Par Gaëtan Constant
Vous savez à quel point j’aime les images, et je vais vous en proposer une.
Admettons qu’un médecin prescrive une cure de désintoxication à un patient. Pour que sa santé s’améliore, il faudra un arrêt progressif de l’addiction, qui se comptera en mois ou en années. Mais que penseriez-vous d’un médecin qui prescrirait une cure de trente ans, pendant laquelle l’objet de l’addiction serait disponible à volonté pour le patient ou la patiente ?
C’est la situation dans laquelle nous sommes. Nous sommes addicts aux énergies fossiles, et les prescriptions de nos gouvernants sont inefficaces pour éliminer notre dépendance.
A notre échelle d’élus locaux, nous améliorons le traitement. Dans toutes nos politiques, nous tenons désormais compte du changement climatique et nous avons un plan pour nous y adapter. Ce plan, nous le suivrons, nous mesurerons son avancement et ses conséquences concrètes. C’est nouveau, mais c’est pourtant le minimum.
Ce qui est moins nouveau – et nous en sommes consternés – ce sont les 503 lobbyistes des énergies fossiles que l’ONG Global Witness a décompté à la COP 26. Pour vous donner une idée, sachez que leur nombre est plus important que celui de la plus grande délégation étatique de la COP. Car ces entreprises savent très bien où les décisions les plus retentissantes sont prises, et ce n’est malheureusement pas à notre échelle que cela se joue (je n’ai personnellement encore jamais vu de lobbyiste de Total venir me contacter pour discuter de la politique de Villeurbanne). Encore une fois, les intérêts privés et de l’argent sont davantage représentés que ceux du plus grand nombre.

> CONSIGNE 1
Recopiez à l'identique, dans le texte sur la dépendance aux énergies fossiles, tout ce qui va de « A notre échelle » jusqu'à « pourtant le minimum. ».
> CONSIGNE 2
Poursuivez, s'il vous plaît, le texte sur la dépendance aux énergies fossiles à partir de sa dernière phrase.

> DONNÉES FOURNIES
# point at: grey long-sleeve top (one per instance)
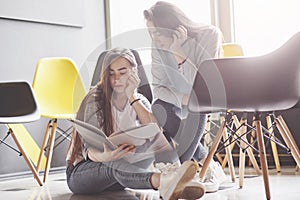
(170, 83)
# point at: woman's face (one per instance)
(119, 73)
(162, 41)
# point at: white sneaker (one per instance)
(176, 181)
(214, 176)
(216, 169)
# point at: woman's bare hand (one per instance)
(132, 83)
(118, 153)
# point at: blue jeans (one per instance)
(89, 177)
(187, 133)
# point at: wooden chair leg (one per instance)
(212, 151)
(244, 145)
(228, 155)
(224, 162)
(207, 137)
(262, 154)
(50, 149)
(242, 154)
(288, 138)
(26, 157)
(44, 144)
(273, 144)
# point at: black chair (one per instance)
(144, 86)
(258, 85)
(18, 106)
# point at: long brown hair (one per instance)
(102, 94)
(167, 17)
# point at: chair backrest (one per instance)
(17, 102)
(58, 87)
(144, 86)
(232, 50)
(264, 83)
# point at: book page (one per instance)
(148, 139)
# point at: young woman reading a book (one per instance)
(114, 105)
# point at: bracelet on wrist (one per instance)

> RÉPONSE RÉDIGÉE 1
A notre échelle d’élus locaux, nous améliorons le traitement. Dans toutes nos politiques, nous tenons désormais compte du changement climatique et nous avons un plan pour nous y adapter. Ce plan, nous le suivrons, nous mesurerons son avancement et ses conséquences concrètes. C’est nouveau, mais c’est pourtant le minimum.

> RÉPONSE RÉDIGÉE 2
C’est d’un changement total de modèle dont nous avons besoin. En nous appuyant sur les travaux d’associations, comme le scénario Négawatt pour l’énergie, en planifiant une action politique immédiate de rupture avec le capitalisme, nous pourrons sauvegarder réellement la biodiversité et freiner le changement climatique. Nous agissons concrètement à Villeurbanne, et nous attendons la même chose des États : assez de fausses promesses, mais des solutions réelles comme la sortie des traités de libre-échange ou un grand plan d’isolation des bâtiments par exemple.
Pour enrayer le changement climatique et la baisse de la biodiversité, il faut donc des actions locales et c’est ce que prévoit ce rapport, réalisé de manière transversale en associant un maximum d’élus, ce qui est très positif. Mais plus que cela : il faut que les grandes entreprises privées cessent de sculpter notre imaginaire social. Je conclus donc avec une citation tirée du livre Les dernières nouvelles du mensonge d’Anne-Cécile Robert : « Pointer du doigt la responsabilité de l’être humain efface opportunément la responsabilité du productivisme ou du mode de production capitaliste au profit d’une sorte de “pensée unique” de lutte de chacun contre le changement climatique qui fait la part belle au capitalisme vert ».